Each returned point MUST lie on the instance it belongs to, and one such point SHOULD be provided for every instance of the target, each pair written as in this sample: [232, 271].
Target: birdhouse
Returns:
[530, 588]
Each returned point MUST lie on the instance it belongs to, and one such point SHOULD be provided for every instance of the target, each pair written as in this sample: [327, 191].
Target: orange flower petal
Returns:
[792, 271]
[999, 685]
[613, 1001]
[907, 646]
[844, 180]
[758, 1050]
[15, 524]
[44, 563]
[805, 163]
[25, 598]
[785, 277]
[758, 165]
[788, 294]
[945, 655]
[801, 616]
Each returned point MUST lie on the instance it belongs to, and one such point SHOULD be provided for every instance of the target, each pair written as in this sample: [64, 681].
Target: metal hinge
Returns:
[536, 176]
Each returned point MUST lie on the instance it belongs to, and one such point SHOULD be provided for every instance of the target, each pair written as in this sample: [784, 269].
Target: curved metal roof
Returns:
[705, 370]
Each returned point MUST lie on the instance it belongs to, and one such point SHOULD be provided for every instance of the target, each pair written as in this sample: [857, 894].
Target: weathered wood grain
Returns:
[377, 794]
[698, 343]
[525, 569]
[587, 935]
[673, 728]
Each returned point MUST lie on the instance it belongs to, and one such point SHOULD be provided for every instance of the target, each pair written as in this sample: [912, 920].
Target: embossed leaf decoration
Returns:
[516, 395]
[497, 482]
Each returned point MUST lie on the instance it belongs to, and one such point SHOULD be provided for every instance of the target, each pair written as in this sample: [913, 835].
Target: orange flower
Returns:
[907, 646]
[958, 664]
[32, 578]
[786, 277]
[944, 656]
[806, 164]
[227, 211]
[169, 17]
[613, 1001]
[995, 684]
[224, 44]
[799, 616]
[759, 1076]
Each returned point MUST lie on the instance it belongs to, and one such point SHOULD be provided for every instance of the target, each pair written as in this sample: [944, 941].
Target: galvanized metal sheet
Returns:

--------------------

**Written request:** Word for word, extract all the records.

**Full response:**
Each returned point MUST lie on the instance it belongs to, and one such point SHOULD be provided for every instance of the target, each pair written as in this sample: [232, 271].
Target: birdhouse
Returns:
[530, 588]
Each returned point MUST lie on the instance it belongs to, and one such point SHOULD be provided for every instance of the target, each pair written as in this sample: [327, 191].
Target: orange flower petal
Returns:
[792, 271]
[999, 685]
[613, 1001]
[907, 646]
[844, 180]
[758, 1050]
[15, 524]
[44, 563]
[805, 163]
[25, 598]
[785, 277]
[758, 165]
[788, 294]
[945, 655]
[801, 616]
Each returned point MUST lie on the instance it belongs to, and one such point SHOULD be provided for every instance of the target, each pair written as in this sample: [64, 681].
Target: metal hinge
Returns:
[536, 176]
Each returned point MUST lie on the instance it belongs to, and one such point SHOULD be provided for every instance of the target, each pair written as in this sample: [784, 269].
Target: curved metal roof
Returns:
[705, 370]
Each returned point MUST lie on the instance it belongs to, and one such point SHOULD be provided for every instance of the target, each pair written as in this sample: [857, 894].
Target: weathered wood grain
Returns:
[377, 794]
[698, 343]
[525, 569]
[587, 935]
[673, 728]
Each returned point MUST lie on the instance it belongs to, and one such point SHOULD be provided for every instance of the target, each pair written as in this sample: [912, 920].
Target: embossed leaf decoration
Returns:
[516, 395]
[497, 482]
Each returned point MUST lie on the instance it belongs to, and one such point SHOULD be provided for every instance of the target, each pair written as in this sample: [913, 835].
Target: orange flower
Returns:
[907, 646]
[958, 664]
[32, 578]
[786, 277]
[944, 656]
[806, 164]
[227, 211]
[169, 17]
[613, 1001]
[995, 684]
[224, 44]
[799, 616]
[759, 1076]
Each returned point MUST lie on the instance it belongs to, and one such point SHOULD be provided for every instance of the target, each pair written as in this sample: [944, 941].
Target: galvanized metal sheet
Returns:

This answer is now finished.